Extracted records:

** start **

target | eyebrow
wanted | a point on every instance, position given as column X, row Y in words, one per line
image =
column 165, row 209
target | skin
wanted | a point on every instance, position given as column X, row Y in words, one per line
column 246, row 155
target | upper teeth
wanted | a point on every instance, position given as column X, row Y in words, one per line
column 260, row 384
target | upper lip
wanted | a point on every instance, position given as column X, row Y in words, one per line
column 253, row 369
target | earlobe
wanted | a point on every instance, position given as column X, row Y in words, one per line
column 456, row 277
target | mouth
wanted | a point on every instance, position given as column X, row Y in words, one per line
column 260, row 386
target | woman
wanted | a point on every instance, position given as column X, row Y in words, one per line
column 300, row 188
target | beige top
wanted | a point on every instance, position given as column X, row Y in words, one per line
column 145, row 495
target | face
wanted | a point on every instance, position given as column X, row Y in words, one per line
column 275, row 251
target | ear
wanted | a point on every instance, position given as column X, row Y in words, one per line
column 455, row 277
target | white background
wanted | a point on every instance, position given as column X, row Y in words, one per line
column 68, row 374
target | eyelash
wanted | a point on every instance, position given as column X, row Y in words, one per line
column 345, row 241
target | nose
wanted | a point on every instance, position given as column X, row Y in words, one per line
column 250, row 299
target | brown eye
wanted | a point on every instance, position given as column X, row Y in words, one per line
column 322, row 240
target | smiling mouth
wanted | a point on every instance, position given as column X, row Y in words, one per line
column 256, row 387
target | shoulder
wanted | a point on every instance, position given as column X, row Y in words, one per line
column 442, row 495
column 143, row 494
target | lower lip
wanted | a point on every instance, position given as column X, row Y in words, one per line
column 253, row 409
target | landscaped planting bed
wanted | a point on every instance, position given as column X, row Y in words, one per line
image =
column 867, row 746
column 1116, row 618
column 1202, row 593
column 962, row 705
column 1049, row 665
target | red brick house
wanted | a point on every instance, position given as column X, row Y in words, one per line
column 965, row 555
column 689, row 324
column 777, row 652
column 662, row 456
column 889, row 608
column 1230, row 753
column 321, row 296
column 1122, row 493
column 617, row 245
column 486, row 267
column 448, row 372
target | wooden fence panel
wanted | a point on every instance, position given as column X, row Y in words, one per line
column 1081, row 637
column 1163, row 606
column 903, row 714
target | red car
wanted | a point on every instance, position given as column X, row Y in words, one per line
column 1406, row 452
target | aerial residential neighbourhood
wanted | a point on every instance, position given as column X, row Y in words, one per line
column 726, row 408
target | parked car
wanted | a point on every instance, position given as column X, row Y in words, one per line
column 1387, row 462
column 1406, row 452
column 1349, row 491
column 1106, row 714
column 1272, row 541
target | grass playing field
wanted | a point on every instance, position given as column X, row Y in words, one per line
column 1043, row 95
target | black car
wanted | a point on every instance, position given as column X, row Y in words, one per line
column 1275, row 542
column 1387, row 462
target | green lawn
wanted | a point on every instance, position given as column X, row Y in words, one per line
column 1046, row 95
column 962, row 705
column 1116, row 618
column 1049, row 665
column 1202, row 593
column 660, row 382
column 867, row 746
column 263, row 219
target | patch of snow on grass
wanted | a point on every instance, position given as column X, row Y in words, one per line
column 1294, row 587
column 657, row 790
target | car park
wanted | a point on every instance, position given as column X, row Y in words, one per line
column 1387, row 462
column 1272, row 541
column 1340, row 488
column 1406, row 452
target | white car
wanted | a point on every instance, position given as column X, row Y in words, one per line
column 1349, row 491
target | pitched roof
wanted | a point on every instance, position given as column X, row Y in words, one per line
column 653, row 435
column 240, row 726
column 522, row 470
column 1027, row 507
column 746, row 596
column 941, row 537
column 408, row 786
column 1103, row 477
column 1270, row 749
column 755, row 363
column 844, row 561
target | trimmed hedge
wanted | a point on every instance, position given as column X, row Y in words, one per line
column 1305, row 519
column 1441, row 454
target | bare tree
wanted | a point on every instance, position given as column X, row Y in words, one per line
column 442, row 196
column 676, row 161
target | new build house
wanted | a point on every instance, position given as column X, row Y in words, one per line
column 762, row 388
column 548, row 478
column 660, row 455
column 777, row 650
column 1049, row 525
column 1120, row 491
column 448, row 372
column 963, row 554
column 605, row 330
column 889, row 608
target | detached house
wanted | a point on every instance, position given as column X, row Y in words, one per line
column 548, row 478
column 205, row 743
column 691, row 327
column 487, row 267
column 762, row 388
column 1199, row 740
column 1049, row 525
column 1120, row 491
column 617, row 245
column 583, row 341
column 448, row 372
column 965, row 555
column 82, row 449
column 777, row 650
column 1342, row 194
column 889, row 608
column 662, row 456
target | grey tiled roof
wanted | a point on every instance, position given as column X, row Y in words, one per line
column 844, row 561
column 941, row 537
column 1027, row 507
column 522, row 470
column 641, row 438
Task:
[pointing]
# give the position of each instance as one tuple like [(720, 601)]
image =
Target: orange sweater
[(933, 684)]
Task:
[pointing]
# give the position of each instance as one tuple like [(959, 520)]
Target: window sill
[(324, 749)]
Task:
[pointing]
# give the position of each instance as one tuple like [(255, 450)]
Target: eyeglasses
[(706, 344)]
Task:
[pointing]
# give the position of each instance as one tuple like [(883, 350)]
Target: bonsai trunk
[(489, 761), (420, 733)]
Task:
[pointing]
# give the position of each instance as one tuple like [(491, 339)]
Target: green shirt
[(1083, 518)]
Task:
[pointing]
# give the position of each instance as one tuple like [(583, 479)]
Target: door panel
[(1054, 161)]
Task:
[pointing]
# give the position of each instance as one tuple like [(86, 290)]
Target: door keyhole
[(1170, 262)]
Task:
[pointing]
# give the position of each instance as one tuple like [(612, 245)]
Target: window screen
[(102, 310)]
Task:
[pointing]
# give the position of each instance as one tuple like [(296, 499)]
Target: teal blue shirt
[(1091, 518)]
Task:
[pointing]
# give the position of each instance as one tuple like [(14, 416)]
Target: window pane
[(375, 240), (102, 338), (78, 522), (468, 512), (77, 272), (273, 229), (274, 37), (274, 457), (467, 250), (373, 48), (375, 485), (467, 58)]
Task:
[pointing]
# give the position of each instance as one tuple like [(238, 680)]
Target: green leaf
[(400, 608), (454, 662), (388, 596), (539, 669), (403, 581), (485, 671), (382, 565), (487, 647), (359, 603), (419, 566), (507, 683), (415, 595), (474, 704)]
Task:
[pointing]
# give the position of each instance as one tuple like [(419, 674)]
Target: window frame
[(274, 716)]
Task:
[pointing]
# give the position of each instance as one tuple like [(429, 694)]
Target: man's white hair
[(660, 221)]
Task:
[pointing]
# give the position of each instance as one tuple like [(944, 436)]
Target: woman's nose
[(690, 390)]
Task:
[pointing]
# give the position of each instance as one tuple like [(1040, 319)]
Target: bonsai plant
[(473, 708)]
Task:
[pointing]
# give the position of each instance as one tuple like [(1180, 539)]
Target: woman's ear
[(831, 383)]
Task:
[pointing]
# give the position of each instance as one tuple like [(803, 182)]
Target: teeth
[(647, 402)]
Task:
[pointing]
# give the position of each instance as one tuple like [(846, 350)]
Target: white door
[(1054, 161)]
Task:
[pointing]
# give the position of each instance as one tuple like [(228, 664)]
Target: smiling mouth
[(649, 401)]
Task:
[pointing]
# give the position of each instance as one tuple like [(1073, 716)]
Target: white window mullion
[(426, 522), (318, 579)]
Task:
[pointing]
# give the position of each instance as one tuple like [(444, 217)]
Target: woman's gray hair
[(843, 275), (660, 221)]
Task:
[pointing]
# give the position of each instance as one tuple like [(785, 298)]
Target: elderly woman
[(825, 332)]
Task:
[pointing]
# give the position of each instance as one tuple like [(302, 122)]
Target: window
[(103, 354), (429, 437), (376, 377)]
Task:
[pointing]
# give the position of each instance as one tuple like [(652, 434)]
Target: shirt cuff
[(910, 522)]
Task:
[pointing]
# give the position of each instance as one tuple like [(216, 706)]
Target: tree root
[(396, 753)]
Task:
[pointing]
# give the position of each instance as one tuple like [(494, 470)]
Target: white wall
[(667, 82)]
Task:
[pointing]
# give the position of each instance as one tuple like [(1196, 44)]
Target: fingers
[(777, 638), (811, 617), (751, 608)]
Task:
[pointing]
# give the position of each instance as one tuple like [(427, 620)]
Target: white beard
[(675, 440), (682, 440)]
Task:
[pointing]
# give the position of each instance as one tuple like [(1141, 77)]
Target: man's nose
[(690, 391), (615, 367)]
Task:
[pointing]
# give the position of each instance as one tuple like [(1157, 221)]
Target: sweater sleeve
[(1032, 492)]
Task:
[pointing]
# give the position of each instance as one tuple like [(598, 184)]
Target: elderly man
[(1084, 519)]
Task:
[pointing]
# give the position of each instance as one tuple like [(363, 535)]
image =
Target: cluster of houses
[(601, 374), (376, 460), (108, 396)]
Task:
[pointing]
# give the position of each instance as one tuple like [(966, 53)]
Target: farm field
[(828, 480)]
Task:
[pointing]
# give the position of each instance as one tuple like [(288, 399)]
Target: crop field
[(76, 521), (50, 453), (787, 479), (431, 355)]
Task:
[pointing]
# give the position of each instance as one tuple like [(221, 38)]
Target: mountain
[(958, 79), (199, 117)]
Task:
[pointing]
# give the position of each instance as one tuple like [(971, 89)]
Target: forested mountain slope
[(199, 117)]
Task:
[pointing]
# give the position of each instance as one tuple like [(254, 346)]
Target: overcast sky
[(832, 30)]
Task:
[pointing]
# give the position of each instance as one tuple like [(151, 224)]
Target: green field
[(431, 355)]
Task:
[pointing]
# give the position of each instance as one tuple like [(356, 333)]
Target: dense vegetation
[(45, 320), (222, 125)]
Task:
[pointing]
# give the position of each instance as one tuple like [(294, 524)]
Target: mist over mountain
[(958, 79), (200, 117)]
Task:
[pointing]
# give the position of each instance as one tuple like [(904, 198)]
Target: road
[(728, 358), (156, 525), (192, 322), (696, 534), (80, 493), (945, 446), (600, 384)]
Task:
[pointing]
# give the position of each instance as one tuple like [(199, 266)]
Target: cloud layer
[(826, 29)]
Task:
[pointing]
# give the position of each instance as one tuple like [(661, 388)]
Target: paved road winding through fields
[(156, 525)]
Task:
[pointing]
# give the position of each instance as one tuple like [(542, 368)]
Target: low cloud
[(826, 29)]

** end **

— Your task —
Which lines of the material contain the string "bonsai"? Select and copy each one, treating uppercase and lowercase as different.

— Exercise answer —
Target: bonsai trunk
Target: bonsai plant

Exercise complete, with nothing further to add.